- _Page excerpt_
□ □ □ □
SPARC Data Persistence Policy

Retention Period

Data submitted to the repository will be retained with high availability for a minimum period of 10 years, or for the duration of available funding for the repository if this exceeds the 10 year period. The Pennsieve data platform has institutional support from the University of Pennsylvania for long-term support and maintenance of the platform. Deposited data are archived for long-term storage using AWS S3 services.

Metadata Persistence

If for any reason a dataset must be deprecated, the metadata describing that dataset will persist. The dataset DOI will continue to resolve to the dataset metadata and a reason for the deprecation will be added to the landing page.

Succession Plans

In case of closure of the repository, best efforts will be made to integrate all content including the enriched metadata into suitable alternative repositories and DOIs will be updated to redirect users to the correct location of the data.
□ □ □ □
- _Task item A_
According to the SPARC data persistence policy, what is the minimum period for which submitted data will be retained?
- _Task item B_
Decide whether each statement agrees with the SPARC data persistence policy. Answer yes or no for each, and quote the policy's deciding words. (i) Deposited data are archived for long-term storage with AWS S3 services. (ii) When a dataset is deprecated, its DOI stops resolving. (iii) If the repository closes, its enriched metadata will be discarded.
- _Task item C_
Resume the SPARC data persistence policy after its final sentence and continue writing it.

Saved entries:
□ □ □ □
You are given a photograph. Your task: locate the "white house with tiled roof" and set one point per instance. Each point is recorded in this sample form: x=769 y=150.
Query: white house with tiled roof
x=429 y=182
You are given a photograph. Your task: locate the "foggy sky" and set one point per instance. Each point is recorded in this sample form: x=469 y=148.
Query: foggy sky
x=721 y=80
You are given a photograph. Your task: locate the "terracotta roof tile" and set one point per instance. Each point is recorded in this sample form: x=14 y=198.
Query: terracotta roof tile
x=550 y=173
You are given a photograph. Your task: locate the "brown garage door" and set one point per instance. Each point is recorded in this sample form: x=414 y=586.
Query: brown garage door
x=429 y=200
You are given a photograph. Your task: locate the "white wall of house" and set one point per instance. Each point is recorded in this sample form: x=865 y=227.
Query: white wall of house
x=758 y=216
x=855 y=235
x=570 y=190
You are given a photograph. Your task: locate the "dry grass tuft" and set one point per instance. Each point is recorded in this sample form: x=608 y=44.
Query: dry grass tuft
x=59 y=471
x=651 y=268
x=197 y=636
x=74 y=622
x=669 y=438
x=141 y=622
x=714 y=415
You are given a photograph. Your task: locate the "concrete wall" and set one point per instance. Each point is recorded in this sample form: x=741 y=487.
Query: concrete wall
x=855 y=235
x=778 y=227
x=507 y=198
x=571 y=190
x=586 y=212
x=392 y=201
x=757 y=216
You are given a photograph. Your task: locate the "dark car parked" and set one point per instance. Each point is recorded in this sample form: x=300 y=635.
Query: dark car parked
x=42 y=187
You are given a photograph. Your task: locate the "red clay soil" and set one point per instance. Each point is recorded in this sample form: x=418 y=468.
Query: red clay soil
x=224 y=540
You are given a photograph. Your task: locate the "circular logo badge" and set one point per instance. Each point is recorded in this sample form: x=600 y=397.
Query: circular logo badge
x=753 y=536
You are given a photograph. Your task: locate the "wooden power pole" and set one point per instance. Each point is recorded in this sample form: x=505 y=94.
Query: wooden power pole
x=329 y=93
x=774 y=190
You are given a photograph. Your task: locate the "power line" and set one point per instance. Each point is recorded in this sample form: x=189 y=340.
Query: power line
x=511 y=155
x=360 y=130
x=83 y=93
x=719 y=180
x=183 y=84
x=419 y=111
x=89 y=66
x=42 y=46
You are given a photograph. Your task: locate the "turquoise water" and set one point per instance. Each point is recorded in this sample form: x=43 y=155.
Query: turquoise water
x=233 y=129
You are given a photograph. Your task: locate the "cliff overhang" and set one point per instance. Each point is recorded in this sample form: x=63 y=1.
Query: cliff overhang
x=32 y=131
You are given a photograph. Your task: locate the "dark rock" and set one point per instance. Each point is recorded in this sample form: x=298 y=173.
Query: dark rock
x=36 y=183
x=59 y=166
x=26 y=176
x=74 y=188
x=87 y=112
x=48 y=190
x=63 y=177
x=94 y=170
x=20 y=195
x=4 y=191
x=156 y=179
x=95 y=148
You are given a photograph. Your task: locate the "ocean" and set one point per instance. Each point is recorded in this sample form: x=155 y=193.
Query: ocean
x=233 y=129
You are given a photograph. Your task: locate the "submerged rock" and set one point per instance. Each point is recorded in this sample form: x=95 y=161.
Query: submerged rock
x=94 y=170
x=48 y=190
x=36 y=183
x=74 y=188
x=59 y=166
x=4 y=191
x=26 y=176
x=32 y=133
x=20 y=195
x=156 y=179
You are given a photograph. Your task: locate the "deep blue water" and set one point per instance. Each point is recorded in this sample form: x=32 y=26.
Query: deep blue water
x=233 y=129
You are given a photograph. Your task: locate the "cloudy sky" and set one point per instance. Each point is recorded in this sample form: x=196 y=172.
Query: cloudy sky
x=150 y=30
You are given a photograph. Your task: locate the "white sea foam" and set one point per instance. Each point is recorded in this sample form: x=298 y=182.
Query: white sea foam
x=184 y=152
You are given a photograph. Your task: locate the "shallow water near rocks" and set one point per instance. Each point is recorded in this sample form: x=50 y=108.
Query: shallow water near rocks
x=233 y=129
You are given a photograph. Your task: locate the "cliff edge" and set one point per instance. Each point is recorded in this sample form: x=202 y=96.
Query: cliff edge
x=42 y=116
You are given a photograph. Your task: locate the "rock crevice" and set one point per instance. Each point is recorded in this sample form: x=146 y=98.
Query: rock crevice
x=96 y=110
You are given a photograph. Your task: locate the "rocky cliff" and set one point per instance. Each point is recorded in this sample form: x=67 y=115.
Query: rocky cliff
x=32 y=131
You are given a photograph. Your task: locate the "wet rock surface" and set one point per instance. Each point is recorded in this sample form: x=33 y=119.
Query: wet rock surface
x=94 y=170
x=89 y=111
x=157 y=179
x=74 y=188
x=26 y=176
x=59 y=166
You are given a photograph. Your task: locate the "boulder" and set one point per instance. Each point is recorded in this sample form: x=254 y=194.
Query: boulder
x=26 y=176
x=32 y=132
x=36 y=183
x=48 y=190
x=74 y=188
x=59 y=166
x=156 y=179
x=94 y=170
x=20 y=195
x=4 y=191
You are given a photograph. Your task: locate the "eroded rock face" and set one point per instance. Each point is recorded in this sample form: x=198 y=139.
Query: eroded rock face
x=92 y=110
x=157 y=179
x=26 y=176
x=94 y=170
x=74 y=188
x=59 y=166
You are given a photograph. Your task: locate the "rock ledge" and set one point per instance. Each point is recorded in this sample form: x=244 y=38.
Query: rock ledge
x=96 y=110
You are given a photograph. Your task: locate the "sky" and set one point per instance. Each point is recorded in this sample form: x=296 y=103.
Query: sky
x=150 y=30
□ □ □ □
- _Written reply A_
At least 10 years, or longer if funding for the repository lasts beyond that period.

- _Written reply B_
(i) Yes: "Deposited data are archived for long-term storage using AWS S3 services."
(ii) No: "The dataset DOI will continue to resolve to the dataset metadata"
(iii) No: "best efforts will be made to integrate all content including the enriched metadata into suitable alternative repositories"

- _Written reply C_
Data Integrity and Security

File integrity is validated using a checksum as part of the ingest process. Daily backups are created of all database tables containing metadata Files are stored using AWS S3 storage which provides 99,999999999% (11 9’s) durability for file retention and integrity and 99.99% for availability. Storage is designed to sustain data in the event of the loss of an entire Amazon S3 availability zone. All files are checked for viruses as part of the data ingestion, and are encrypted at rest.